[Problem statement]: Look through the data below. Show each line where the string "green" occurs.

[Materials provided]:
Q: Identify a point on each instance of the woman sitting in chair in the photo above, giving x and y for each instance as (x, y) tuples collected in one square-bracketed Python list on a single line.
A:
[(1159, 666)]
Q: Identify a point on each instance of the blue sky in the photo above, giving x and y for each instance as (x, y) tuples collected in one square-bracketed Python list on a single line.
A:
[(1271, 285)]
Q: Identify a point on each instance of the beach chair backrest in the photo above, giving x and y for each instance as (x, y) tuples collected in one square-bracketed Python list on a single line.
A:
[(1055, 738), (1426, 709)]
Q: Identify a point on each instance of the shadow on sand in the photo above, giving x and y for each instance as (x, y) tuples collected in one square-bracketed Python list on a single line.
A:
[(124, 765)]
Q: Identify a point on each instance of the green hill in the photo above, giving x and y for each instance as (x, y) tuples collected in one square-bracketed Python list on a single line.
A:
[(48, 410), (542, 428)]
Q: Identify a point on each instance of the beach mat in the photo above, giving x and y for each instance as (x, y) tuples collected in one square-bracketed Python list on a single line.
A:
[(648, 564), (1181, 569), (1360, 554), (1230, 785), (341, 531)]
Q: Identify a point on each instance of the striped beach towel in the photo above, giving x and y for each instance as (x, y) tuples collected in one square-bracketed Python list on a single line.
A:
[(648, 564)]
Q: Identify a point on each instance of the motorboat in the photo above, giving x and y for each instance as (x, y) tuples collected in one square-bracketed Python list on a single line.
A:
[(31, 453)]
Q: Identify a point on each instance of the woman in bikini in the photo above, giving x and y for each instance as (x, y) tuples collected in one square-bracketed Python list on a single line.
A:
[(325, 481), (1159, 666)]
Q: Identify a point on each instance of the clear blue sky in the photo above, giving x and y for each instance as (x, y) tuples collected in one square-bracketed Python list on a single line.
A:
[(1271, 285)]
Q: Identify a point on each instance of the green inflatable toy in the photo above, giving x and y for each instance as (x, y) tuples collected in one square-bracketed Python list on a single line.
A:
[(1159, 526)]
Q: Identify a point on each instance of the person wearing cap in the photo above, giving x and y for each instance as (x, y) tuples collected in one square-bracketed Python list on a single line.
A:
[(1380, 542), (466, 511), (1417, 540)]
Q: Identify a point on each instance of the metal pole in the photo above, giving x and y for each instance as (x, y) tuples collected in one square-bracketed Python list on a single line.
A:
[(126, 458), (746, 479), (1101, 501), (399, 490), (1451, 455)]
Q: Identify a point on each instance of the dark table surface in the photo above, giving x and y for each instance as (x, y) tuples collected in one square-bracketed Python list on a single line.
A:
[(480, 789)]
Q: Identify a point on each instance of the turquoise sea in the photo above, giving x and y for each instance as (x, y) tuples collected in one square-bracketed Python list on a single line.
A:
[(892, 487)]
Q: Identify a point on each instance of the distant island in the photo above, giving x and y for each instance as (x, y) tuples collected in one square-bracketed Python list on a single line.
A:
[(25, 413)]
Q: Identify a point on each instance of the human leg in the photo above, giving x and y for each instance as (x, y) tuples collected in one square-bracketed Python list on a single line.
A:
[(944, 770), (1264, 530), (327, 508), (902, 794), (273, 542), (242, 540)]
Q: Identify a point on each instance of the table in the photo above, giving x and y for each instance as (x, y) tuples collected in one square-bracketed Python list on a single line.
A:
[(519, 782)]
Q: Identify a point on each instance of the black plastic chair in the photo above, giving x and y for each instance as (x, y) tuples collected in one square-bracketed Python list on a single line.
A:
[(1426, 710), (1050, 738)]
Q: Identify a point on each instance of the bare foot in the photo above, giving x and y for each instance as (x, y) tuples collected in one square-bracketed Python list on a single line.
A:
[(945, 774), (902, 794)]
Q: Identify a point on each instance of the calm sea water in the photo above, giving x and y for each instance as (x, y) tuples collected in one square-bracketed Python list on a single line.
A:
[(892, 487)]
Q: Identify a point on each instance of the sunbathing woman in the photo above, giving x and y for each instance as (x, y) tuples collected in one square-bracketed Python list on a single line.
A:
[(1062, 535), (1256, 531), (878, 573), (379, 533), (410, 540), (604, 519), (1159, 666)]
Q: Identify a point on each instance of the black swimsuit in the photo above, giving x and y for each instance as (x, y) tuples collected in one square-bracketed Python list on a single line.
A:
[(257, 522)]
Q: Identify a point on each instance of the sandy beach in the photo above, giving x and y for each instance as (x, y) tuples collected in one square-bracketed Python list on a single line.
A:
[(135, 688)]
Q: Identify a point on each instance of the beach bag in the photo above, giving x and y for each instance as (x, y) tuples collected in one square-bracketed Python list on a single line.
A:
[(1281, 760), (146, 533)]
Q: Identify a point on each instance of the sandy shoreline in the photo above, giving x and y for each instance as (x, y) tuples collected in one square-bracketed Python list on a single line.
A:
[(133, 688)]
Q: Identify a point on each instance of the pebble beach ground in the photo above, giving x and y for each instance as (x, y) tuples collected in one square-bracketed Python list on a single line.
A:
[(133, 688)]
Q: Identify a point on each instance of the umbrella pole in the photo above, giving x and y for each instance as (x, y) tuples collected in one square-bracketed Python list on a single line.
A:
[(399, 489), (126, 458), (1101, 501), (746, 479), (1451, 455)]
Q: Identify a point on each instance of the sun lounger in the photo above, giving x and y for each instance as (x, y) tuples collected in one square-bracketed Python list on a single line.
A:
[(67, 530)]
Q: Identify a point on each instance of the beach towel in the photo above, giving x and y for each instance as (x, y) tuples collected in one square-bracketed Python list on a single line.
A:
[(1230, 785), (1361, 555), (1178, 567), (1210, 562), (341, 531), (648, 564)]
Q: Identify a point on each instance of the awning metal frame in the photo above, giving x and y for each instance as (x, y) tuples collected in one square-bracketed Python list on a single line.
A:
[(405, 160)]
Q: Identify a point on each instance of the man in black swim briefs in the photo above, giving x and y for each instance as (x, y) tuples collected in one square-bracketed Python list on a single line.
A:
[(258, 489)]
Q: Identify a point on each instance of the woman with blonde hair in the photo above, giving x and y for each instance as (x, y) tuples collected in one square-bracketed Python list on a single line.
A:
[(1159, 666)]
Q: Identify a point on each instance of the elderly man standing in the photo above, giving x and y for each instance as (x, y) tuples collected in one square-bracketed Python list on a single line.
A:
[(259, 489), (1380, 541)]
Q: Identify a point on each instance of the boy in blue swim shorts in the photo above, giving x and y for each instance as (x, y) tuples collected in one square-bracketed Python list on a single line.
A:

[Task response]:
Q: Identify a point on each instance of the green hill in the photo above, giving x and y for each instance as (x, y) tuples collected in one square-bracketed Python list on a single line.
Q: Identify a point on each instance of the green inflatable toy in the photo above, giving x and y for each instance as (x, y) tuples collected in one square-bracketed Python list on a single line.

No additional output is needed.